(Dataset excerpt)
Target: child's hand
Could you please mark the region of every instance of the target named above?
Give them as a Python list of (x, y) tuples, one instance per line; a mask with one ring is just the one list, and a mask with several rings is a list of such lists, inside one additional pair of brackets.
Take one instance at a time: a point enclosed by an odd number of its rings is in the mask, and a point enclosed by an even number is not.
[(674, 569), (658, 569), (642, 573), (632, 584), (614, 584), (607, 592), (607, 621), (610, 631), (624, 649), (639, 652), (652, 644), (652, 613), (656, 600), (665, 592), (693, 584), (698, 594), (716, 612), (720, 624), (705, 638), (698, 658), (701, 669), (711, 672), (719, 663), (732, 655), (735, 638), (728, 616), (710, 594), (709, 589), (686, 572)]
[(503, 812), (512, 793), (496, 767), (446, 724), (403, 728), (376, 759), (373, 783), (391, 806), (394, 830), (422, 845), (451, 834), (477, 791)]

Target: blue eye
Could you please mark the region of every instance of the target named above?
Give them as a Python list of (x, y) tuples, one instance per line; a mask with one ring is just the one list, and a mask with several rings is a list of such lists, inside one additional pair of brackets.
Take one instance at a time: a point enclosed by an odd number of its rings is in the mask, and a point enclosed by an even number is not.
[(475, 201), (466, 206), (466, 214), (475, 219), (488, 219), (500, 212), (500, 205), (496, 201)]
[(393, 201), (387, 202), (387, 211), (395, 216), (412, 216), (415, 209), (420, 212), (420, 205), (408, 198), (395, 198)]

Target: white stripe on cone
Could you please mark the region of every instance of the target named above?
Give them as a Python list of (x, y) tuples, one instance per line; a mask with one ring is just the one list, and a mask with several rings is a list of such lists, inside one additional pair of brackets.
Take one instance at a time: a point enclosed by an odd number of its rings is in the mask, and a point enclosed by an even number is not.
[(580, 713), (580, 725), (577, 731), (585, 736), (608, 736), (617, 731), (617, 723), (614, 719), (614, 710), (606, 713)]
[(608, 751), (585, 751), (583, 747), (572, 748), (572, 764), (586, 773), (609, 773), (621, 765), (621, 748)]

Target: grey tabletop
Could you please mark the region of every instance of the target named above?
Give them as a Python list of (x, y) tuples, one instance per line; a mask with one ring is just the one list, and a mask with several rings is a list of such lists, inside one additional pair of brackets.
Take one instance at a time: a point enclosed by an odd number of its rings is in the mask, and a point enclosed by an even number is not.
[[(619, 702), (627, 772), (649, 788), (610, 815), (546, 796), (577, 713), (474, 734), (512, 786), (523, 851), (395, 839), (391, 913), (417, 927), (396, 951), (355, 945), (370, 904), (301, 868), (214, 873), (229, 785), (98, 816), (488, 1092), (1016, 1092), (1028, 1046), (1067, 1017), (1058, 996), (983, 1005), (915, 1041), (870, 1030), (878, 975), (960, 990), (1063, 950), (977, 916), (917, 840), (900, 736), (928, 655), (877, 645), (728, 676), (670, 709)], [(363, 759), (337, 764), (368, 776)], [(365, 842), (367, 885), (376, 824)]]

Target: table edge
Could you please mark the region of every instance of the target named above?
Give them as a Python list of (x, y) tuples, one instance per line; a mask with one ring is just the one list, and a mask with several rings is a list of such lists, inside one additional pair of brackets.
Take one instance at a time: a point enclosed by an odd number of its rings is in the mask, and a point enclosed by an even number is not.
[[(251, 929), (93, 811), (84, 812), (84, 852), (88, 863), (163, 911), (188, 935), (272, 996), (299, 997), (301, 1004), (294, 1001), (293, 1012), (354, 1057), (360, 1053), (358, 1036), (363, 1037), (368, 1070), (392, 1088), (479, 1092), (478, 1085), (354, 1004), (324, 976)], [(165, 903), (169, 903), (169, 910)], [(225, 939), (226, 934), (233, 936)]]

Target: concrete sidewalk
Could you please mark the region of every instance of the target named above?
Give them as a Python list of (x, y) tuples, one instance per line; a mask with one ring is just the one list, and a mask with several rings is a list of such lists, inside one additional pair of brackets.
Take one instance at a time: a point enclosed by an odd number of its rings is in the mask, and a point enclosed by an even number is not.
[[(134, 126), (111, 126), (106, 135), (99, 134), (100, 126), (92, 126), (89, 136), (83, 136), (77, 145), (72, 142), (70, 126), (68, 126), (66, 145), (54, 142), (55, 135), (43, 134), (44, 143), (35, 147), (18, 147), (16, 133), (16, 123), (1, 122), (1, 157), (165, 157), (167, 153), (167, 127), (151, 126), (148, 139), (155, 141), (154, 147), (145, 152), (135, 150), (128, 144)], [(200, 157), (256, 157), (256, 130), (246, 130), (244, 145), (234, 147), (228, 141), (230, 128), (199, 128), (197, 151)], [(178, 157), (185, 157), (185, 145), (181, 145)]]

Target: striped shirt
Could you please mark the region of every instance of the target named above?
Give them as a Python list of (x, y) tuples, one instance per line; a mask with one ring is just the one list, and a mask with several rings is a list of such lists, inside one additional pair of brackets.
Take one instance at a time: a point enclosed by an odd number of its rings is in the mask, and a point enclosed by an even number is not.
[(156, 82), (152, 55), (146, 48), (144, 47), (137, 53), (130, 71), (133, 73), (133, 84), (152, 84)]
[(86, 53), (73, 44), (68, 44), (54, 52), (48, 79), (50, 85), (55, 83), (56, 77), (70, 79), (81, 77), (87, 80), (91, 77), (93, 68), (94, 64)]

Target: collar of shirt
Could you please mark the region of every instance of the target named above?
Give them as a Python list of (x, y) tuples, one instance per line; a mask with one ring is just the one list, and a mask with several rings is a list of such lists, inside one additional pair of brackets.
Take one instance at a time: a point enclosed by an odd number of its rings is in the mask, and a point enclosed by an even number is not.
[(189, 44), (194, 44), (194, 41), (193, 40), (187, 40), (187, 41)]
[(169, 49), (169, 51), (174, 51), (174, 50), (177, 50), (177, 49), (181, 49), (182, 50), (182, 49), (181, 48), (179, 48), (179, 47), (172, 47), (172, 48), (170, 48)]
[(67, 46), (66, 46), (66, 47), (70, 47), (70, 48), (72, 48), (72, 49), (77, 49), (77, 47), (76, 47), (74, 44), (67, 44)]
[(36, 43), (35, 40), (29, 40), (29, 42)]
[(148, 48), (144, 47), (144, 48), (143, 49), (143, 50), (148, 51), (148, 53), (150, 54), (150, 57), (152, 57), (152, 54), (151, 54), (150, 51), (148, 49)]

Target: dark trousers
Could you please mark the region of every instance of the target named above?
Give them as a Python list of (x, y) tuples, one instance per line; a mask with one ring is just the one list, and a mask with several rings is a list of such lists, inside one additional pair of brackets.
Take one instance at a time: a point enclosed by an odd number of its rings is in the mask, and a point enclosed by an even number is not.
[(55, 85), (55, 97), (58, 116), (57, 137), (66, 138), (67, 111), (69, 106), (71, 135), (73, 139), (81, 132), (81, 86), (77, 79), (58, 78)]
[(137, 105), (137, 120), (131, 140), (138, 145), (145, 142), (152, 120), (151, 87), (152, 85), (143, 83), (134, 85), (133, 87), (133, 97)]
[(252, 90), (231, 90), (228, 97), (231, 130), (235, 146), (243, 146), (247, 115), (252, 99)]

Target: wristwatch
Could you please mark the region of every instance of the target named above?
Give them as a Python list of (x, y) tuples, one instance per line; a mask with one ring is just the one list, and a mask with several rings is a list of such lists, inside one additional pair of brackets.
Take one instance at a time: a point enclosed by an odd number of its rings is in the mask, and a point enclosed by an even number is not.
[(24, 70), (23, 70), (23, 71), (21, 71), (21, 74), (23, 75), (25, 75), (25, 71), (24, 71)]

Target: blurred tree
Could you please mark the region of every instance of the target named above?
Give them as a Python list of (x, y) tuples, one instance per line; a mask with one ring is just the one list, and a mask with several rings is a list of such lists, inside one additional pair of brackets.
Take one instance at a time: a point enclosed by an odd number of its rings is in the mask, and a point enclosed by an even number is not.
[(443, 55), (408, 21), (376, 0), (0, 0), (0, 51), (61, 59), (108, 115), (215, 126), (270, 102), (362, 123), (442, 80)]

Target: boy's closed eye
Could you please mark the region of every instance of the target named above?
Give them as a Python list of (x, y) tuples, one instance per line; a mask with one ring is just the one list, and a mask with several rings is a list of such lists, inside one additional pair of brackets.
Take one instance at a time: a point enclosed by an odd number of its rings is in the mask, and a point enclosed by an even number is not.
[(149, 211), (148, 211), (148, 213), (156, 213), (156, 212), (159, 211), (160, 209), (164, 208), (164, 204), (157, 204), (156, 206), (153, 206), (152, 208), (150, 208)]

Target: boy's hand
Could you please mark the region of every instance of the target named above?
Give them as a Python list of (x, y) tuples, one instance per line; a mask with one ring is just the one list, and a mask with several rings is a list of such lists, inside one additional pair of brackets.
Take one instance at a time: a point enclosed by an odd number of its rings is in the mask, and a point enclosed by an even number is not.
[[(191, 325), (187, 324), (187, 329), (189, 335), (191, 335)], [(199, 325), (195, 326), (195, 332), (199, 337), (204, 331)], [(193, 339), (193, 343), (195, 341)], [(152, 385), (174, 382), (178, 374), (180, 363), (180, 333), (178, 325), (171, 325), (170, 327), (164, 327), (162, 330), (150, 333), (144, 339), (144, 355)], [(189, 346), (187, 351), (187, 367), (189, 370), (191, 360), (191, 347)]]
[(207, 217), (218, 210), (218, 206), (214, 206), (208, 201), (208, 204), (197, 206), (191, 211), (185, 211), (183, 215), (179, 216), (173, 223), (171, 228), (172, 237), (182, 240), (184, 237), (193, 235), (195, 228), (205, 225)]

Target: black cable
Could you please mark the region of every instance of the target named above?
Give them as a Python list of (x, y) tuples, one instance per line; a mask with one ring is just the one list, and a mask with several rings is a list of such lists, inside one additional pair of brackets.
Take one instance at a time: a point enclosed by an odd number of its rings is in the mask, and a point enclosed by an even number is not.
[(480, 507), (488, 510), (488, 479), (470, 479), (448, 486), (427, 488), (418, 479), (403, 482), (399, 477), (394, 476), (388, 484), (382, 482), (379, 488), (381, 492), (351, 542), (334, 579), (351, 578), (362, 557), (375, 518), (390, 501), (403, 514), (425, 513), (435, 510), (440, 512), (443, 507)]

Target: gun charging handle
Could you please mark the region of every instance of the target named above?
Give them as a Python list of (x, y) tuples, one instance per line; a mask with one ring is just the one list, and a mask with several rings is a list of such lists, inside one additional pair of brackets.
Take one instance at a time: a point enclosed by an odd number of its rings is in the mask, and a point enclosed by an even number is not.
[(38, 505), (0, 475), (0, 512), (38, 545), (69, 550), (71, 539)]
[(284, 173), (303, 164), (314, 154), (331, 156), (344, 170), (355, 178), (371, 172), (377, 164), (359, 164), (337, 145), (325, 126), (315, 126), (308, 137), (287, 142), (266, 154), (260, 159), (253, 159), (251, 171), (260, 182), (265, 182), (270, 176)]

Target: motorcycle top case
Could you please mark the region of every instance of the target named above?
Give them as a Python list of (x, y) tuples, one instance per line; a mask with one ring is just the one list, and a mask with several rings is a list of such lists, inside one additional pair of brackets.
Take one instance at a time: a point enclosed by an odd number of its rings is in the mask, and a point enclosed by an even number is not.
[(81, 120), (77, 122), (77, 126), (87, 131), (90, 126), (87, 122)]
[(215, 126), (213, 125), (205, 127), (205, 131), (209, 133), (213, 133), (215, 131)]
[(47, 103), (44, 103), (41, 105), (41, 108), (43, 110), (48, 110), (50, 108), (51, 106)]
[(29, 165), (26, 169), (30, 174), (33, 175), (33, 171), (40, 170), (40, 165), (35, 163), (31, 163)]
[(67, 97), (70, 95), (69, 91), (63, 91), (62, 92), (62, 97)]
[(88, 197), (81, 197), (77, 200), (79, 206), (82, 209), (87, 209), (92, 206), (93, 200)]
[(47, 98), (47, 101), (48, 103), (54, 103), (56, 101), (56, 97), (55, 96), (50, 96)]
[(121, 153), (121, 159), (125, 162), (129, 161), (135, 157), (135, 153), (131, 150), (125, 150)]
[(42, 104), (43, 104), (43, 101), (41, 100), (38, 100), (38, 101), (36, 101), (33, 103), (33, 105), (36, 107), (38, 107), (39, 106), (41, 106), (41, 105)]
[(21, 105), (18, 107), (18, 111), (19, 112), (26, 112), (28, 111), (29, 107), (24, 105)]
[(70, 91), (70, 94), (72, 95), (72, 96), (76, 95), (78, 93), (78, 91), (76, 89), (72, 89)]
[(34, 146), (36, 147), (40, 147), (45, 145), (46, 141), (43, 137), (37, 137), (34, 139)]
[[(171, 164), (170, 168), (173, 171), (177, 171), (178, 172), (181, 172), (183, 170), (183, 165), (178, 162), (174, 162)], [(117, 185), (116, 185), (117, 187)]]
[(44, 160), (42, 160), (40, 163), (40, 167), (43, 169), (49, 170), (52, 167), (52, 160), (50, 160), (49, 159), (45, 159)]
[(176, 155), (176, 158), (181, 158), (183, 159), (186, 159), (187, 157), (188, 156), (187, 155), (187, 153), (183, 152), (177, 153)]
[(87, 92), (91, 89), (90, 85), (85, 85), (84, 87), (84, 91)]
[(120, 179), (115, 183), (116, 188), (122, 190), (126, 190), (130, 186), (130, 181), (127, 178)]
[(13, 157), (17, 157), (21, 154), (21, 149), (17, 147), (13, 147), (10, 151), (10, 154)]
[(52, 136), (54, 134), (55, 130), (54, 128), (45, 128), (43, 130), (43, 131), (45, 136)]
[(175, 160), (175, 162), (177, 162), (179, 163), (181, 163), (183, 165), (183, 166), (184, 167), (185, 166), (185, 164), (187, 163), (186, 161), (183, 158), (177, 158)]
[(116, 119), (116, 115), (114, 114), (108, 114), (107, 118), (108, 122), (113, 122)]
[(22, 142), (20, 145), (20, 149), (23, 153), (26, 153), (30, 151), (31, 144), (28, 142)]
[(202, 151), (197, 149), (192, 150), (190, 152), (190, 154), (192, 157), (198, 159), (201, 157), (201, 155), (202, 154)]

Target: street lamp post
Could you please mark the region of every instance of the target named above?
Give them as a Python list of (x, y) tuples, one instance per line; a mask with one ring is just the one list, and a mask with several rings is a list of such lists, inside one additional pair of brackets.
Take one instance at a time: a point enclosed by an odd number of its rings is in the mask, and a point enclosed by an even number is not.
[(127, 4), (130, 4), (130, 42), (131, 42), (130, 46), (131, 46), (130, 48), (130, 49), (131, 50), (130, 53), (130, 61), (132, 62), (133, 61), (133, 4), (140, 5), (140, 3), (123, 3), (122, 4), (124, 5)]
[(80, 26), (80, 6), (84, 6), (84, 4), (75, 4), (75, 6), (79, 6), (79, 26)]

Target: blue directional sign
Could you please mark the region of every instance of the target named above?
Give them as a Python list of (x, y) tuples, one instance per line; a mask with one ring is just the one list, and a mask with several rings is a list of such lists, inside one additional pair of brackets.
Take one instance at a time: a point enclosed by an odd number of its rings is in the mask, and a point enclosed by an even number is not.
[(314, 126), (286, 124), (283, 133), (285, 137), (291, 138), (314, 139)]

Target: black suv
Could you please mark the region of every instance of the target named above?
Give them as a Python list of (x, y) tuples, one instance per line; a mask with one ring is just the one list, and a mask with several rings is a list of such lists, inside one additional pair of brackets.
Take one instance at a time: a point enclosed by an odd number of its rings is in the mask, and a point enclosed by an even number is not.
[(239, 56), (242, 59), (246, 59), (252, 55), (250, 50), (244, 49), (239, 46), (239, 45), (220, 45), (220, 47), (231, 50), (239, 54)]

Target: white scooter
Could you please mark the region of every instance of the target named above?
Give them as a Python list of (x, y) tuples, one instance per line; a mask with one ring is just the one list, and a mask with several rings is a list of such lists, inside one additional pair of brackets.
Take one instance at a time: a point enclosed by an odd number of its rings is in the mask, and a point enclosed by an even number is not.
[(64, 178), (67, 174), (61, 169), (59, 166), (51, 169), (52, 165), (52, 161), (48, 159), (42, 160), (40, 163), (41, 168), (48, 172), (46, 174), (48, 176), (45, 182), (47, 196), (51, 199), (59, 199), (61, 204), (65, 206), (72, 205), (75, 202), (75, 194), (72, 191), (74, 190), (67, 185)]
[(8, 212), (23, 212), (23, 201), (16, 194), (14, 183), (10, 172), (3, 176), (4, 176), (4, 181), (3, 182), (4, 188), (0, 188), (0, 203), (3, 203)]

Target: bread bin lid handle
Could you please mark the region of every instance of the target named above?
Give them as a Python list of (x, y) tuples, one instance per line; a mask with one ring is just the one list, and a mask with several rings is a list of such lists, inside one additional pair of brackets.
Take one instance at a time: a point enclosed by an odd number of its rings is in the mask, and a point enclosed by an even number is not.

> _Your goal_
Retype the lines of the records from the line containing "Target: black suv" through the line containing "50), (239, 54)]", inclusive.

> _Answer to this task_
Target: black suv
Could you please mark the region of every instance of the target named above?
Give them as a Python list of (x, y) tuples, one instance per line; a mask with one ring is just the one list, and a mask with several rings is a list of such lists, inside one additional pair of brackets.
Take one instance at a time: a point enclosed by an odd number of its rings is in the mask, and a point enclosed by an even number is not.
[(239, 56), (242, 59), (246, 59), (252, 55), (250, 50), (244, 49), (239, 46), (239, 45), (220, 45), (220, 47), (231, 50), (239, 54)]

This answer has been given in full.